__The exercise__: Reproduce word for word the lines from the one containing "Mark the front grille, one" through the one containing "(1183, 316)", including both of those lines and nothing else.

__Provided records__:
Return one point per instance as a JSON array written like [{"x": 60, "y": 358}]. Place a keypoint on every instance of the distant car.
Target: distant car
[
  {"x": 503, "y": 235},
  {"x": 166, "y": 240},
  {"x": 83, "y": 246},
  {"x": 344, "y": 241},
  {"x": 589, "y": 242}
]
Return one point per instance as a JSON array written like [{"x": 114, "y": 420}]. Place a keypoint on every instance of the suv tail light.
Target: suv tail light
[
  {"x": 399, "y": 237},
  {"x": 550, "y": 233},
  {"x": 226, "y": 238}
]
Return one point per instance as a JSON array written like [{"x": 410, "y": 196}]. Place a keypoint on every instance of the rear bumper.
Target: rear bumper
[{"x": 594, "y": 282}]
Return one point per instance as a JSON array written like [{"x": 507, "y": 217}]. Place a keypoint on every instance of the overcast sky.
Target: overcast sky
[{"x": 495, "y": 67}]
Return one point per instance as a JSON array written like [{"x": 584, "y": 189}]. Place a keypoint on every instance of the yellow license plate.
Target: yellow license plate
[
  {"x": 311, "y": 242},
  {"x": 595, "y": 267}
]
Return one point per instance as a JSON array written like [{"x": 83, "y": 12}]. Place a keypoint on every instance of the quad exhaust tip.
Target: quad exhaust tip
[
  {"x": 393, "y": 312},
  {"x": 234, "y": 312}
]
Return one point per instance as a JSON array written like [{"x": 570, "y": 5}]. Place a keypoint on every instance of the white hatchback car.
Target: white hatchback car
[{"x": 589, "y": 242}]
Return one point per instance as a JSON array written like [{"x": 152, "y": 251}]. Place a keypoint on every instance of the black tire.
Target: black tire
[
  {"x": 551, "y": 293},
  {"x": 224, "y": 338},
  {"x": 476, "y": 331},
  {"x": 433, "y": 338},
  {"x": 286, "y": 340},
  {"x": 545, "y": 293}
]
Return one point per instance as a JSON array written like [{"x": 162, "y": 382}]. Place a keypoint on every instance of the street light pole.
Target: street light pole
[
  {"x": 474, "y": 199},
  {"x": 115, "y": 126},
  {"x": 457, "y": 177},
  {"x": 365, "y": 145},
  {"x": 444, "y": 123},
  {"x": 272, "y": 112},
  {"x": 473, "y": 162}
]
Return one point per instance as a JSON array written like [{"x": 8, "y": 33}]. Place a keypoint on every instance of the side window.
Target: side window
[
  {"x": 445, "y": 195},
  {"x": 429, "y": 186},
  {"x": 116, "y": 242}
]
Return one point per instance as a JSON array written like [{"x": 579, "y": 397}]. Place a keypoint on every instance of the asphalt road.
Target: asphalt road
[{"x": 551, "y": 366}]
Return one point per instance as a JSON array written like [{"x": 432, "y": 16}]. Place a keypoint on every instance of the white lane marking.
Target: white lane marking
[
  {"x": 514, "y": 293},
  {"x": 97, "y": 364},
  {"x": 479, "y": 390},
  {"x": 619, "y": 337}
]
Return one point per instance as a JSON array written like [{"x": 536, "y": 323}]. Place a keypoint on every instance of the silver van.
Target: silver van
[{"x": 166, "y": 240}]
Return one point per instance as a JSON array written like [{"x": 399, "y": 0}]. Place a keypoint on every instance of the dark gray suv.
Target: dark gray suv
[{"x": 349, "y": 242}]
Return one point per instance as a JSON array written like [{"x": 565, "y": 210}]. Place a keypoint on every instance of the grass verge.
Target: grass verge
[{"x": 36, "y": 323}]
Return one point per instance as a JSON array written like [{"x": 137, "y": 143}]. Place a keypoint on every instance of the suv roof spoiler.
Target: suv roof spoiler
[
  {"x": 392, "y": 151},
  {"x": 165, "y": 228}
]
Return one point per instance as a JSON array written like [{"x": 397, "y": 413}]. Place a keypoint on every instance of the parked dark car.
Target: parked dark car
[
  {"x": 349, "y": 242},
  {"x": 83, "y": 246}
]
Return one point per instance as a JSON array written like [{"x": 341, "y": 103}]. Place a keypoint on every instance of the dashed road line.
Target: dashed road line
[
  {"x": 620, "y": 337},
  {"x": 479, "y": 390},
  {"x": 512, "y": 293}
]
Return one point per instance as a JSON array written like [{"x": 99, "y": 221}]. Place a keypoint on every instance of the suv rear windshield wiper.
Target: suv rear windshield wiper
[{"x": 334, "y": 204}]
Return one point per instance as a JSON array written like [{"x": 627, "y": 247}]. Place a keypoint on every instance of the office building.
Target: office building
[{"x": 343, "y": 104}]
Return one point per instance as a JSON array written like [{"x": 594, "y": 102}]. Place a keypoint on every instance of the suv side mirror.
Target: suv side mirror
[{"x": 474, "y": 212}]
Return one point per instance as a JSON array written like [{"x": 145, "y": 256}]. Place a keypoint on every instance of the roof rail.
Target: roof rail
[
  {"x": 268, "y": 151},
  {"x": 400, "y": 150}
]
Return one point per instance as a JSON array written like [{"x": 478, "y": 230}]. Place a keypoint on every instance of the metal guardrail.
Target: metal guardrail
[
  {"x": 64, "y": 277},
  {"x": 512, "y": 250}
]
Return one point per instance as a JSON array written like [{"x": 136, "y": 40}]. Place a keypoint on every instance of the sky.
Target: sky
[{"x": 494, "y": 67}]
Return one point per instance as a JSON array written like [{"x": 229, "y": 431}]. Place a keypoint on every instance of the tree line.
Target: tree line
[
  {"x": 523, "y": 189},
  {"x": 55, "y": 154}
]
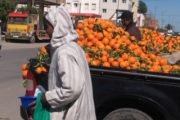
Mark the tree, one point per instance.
(142, 7)
(6, 6)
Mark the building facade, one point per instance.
(83, 6)
(105, 8)
(108, 7)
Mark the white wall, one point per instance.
(83, 6)
(111, 7)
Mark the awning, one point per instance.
(45, 2)
(13, 14)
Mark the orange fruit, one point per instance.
(24, 73)
(38, 70)
(24, 66)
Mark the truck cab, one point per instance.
(21, 26)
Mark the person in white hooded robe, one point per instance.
(70, 94)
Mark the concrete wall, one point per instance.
(83, 6)
(108, 7)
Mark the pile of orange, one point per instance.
(107, 45)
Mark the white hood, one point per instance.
(63, 27)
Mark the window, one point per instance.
(123, 1)
(68, 5)
(75, 4)
(104, 0)
(104, 10)
(86, 6)
(93, 6)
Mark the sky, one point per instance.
(166, 11)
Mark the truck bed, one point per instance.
(156, 94)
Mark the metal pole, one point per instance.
(41, 14)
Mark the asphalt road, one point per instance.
(12, 55)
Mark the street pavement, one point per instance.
(12, 55)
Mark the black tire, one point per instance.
(127, 114)
(32, 39)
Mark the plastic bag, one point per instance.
(41, 113)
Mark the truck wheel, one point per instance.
(32, 39)
(127, 114)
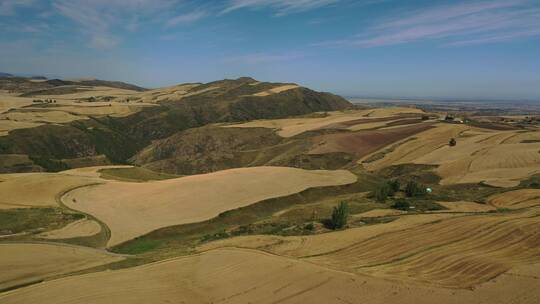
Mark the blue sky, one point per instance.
(456, 49)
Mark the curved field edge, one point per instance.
(131, 210)
(232, 275)
(181, 239)
(26, 263)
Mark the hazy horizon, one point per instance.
(379, 48)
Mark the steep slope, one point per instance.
(119, 138)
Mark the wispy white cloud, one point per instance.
(187, 18)
(100, 19)
(8, 7)
(459, 24)
(282, 7)
(260, 58)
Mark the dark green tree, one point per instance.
(413, 189)
(394, 185)
(401, 205)
(340, 215)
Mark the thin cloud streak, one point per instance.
(459, 25)
(282, 7)
(187, 18)
(8, 7)
(262, 58)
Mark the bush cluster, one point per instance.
(340, 215)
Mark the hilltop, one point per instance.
(58, 124)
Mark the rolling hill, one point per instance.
(116, 124)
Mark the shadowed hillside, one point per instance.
(119, 138)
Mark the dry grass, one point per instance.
(243, 276)
(82, 228)
(516, 199)
(465, 207)
(37, 189)
(352, 120)
(364, 142)
(28, 263)
(485, 157)
(8, 102)
(425, 143)
(460, 252)
(131, 210)
(276, 90)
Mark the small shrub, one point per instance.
(381, 194)
(340, 215)
(394, 185)
(414, 189)
(401, 205)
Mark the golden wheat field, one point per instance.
(245, 276)
(468, 251)
(353, 120)
(22, 264)
(131, 210)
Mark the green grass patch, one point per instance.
(254, 219)
(32, 220)
(141, 246)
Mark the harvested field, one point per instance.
(516, 199)
(425, 143)
(380, 213)
(362, 143)
(351, 120)
(8, 102)
(131, 209)
(277, 90)
(38, 189)
(485, 157)
(40, 116)
(23, 264)
(460, 252)
(304, 246)
(242, 276)
(10, 125)
(93, 171)
(465, 207)
(76, 229)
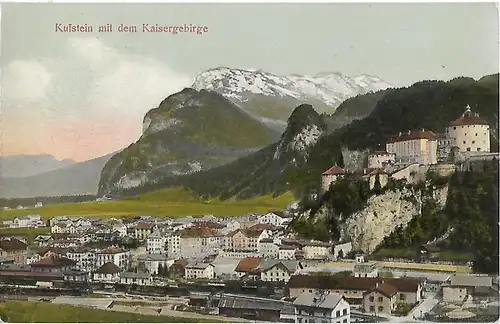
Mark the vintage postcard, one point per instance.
(249, 162)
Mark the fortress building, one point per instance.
(469, 133)
(418, 146)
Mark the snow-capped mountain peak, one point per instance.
(331, 88)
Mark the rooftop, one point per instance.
(469, 118)
(413, 135)
(334, 170)
(324, 300)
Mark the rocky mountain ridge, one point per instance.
(271, 98)
(188, 132)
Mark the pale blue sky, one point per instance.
(95, 86)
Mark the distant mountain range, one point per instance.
(226, 115)
(18, 166)
(307, 147)
(271, 98)
(188, 132)
(58, 179)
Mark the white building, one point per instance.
(274, 218)
(268, 249)
(107, 273)
(278, 270)
(156, 243)
(200, 271)
(287, 252)
(132, 278)
(321, 308)
(173, 244)
(380, 159)
(363, 269)
(27, 221)
(118, 256)
(341, 250)
(317, 250)
(469, 133)
(152, 262)
(85, 259)
(418, 146)
(331, 175)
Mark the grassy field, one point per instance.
(426, 267)
(27, 232)
(40, 312)
(168, 202)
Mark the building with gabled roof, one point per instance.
(414, 146)
(382, 299)
(53, 263)
(353, 288)
(108, 272)
(200, 270)
(330, 176)
(469, 132)
(322, 307)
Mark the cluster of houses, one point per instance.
(250, 248)
(465, 141)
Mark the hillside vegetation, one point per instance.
(429, 104)
(467, 224)
(169, 203)
(39, 312)
(189, 131)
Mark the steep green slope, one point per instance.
(468, 223)
(189, 131)
(260, 172)
(428, 104)
(355, 108)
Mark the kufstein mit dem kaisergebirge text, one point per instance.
(127, 28)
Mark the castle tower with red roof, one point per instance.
(469, 132)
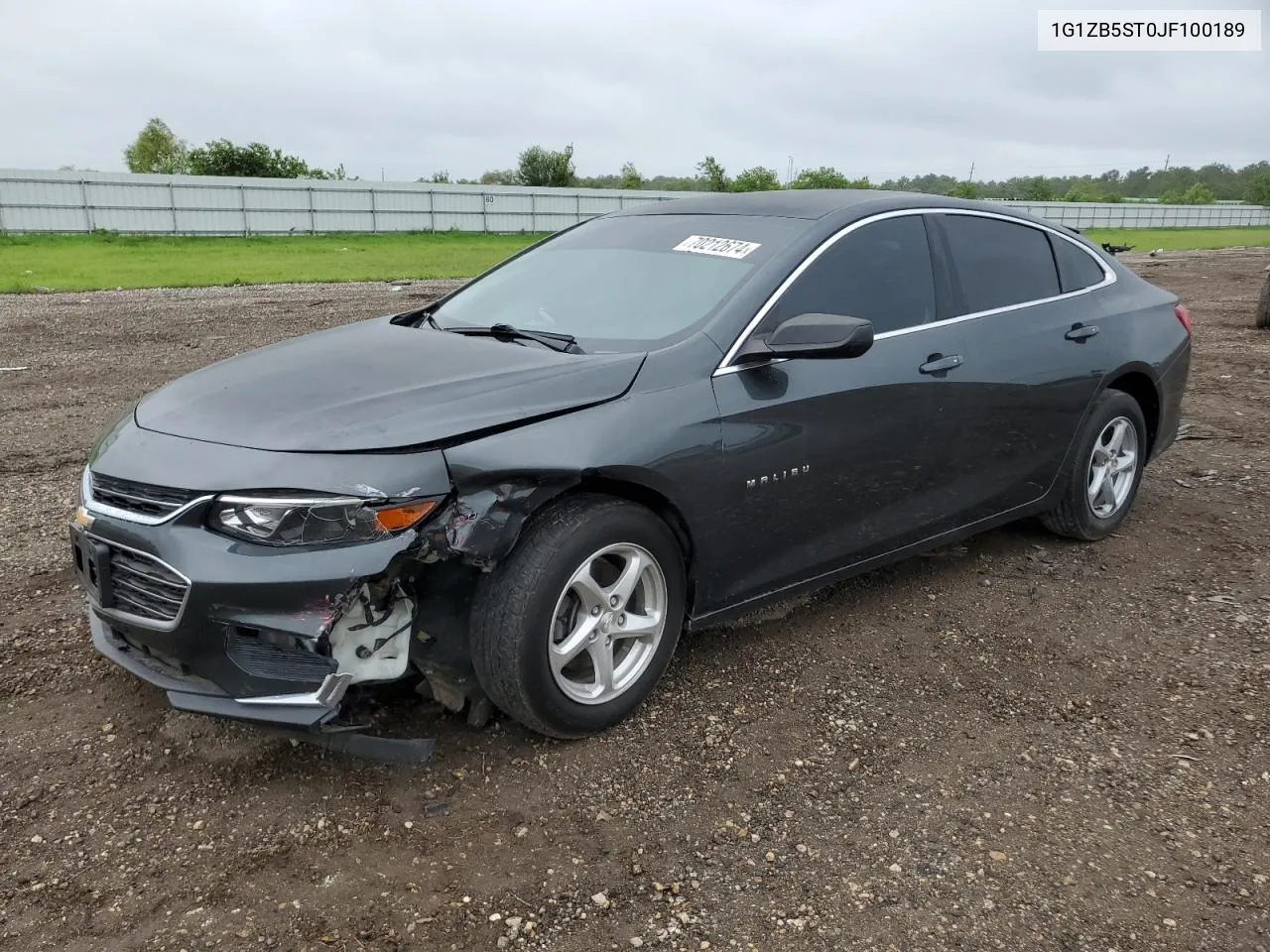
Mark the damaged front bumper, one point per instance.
(272, 635)
(191, 692)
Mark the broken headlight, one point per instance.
(313, 521)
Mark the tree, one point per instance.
(630, 177)
(254, 160)
(1259, 189)
(498, 177)
(1082, 190)
(1038, 189)
(712, 176)
(825, 177)
(1199, 193)
(547, 168)
(757, 179)
(157, 150)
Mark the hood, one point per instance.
(375, 385)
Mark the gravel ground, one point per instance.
(1017, 743)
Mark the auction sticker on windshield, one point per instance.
(721, 248)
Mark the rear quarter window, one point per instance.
(1076, 267)
(998, 263)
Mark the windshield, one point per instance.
(622, 284)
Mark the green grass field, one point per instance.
(1180, 239)
(93, 262)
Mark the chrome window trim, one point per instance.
(725, 366)
(99, 508)
(141, 621)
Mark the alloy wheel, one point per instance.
(607, 624)
(1112, 467)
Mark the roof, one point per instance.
(806, 203)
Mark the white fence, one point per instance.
(190, 204)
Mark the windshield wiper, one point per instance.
(564, 343)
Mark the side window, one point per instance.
(998, 263)
(1076, 268)
(880, 272)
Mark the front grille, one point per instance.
(264, 660)
(139, 498)
(145, 587)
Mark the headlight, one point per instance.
(312, 521)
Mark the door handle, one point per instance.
(939, 363)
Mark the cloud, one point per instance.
(902, 87)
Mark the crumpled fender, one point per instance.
(481, 525)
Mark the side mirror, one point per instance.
(812, 335)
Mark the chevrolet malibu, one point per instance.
(522, 494)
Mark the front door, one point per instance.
(832, 461)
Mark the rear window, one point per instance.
(624, 284)
(1076, 268)
(1000, 263)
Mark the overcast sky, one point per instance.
(879, 89)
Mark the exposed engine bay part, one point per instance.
(481, 525)
(371, 640)
(456, 692)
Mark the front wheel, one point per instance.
(1101, 481)
(575, 627)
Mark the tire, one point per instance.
(538, 606)
(1078, 516)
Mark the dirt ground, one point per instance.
(1017, 743)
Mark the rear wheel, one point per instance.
(1101, 481)
(575, 627)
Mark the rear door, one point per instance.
(828, 462)
(1034, 349)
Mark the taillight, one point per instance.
(1183, 316)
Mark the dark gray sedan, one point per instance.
(525, 493)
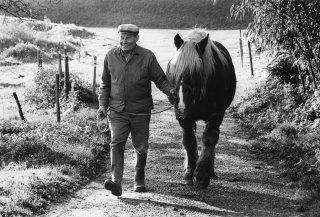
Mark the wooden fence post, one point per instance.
(250, 56)
(241, 49)
(94, 78)
(19, 106)
(60, 65)
(66, 77)
(80, 49)
(57, 97)
(39, 57)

__Result of this exercise__:
Mark the front grille, one point per instance.
(264, 660)
(139, 498)
(145, 587)
Mark the headlight, one point per instance.
(312, 521)
Mark the door handle, one point per instance.
(939, 363)
Mark the cloud, one point per instance.
(902, 87)
Mark the crumpled fender, one point per instance.
(481, 525)
Mark the side mirror, one point per instance.
(812, 335)
Mark the chevrolet malibu, one point per instance.
(522, 494)
Mark the front door, one point per instance.
(832, 461)
Mark the rear window, one point per instance.
(624, 284)
(1076, 268)
(1000, 263)
Mark the overcast sky, one point per instance.
(879, 89)
Mark the exposed engine bay part, one point per instance.
(481, 525)
(371, 640)
(456, 692)
Mark the front wheel, one point per instance.
(1101, 481)
(575, 627)
Mark the tire, one point per instance.
(538, 606)
(1078, 516)
Mark the dirt ground, one point per instance.
(1017, 743)
Mark the rear wheel, one point per instance.
(1101, 481)
(575, 627)
Mark the rear door, one point per instance.
(828, 462)
(1034, 349)
Mark the taillight, one point per instance.
(1183, 316)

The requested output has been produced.